**WHAT NEEDS TO BE DONE**:
A precise repetition of every line below is the required answer.

(Source data)
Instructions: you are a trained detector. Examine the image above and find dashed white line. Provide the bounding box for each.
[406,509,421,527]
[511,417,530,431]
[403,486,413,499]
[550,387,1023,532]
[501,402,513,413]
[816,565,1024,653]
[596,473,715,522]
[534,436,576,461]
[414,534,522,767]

**REPLY**:
Instructions: you are a trained detector. Examine the image above and find dashed white line. Provide the bounding box for each.
[406,509,421,527]
[511,417,530,431]
[403,486,413,499]
[550,387,1023,532]
[501,402,513,413]
[816,565,1024,653]
[596,473,715,522]
[534,436,576,461]
[414,534,522,767]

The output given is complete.